── EXCERPT PROVIDED
In the long-run, accounting for all downtime causes is a good practice because it provides transparency and accountability for the production stops experienced. Imagine a situation where 15% of the production stops are unexplained and unaccounted for — this would pose as incomplete information for downtime analysis and the analysis would be inaccurate.

5. Analyse the causes: Pareto Analysis

Suppose your manufacturing plant has 10 downtime causes recorded. How do you differentiate the more problematic downtime causes from the less serious ones? Which downtime cause should you prioritise and resolve before others? This is where Pareto Analysis (80/20 rule) comes in handy.

​Rule of Thumb: Always resolve the downtime causes that result in the greatest amount of OEE losses

As the term 80/20 suggests, Pareto Analysis can help you to find the 20 percent of downtime causes which result in 80 percent of OEE losses. By resolving these 20 percent of downtime causes, majority (80 percent) of the OEE losses can be eliminated.

80 20 rule.png
From the graph, we can see that SKU changeover and conveyor belt jam account for about 80% of all OEE losses. 

Pareto Analysis enables manufacturers to correctly prioritise their downtime causes and focus their improvement efforts on the downtime causes which are the main perpetrators of OEE losses. With more time and resources on hand, manufacturers can then proceed to resolve the remaining downtime causes.

6. Follow through to transform data into action

With the necessary data and information in place, it would be much easier to uncover the underlying causes of OEE losses and strategise ways to improve them.
────
── GIVEN INFORMATION
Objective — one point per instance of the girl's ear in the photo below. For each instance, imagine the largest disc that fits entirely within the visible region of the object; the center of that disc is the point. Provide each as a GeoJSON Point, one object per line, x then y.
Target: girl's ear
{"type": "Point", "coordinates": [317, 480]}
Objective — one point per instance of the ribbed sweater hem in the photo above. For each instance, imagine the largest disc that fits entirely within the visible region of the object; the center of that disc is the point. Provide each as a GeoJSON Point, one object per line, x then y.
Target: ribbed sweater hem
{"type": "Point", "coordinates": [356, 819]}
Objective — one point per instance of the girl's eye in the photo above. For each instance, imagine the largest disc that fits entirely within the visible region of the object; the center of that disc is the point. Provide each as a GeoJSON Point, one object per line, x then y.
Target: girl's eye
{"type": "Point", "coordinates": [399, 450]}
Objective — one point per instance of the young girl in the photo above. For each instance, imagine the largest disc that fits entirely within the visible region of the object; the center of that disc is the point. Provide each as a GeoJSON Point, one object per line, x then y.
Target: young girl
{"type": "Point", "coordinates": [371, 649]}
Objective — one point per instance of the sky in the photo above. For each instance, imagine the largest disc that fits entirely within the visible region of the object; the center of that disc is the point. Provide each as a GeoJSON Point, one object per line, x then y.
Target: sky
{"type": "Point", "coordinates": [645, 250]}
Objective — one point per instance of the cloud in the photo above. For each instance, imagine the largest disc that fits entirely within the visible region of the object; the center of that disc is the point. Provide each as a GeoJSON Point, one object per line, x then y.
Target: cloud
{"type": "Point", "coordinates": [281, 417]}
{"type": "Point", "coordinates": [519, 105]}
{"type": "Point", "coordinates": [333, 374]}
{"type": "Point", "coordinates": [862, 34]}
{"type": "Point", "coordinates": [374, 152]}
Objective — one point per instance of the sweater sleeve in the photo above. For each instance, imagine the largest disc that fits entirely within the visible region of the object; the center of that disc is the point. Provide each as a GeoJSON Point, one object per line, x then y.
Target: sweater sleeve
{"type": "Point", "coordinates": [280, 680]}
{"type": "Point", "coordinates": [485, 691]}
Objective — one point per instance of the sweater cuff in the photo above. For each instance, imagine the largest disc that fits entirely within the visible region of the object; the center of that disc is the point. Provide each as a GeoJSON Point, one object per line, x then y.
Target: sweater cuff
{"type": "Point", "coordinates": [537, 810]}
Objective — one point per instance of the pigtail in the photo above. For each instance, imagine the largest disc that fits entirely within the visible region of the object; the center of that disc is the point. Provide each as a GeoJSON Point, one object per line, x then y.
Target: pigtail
────
Please reproduce the part of the downtime analysis text starting at "80 20 rule.png" and ending at "to improve them.", word for word.

* EXERCISE RESPONSE:
80 20 rule.png
From the graph, we can see that SKU changeover and conveyor belt jam account for about 80% of all OEE losses. 

Pareto Analysis enables manufacturers to correctly prioritise their downtime causes and focus their improvement efforts on the downtime causes which are the main perpetrators of OEE losses. With more time and resources on hand, manufacturers can then proceed to resolve the remaining downtime causes.

6. Follow through to transform data into action

With the necessary data and information in place, it would be much easier to uncover the underlying causes of OEE losses and strategise ways to improve them.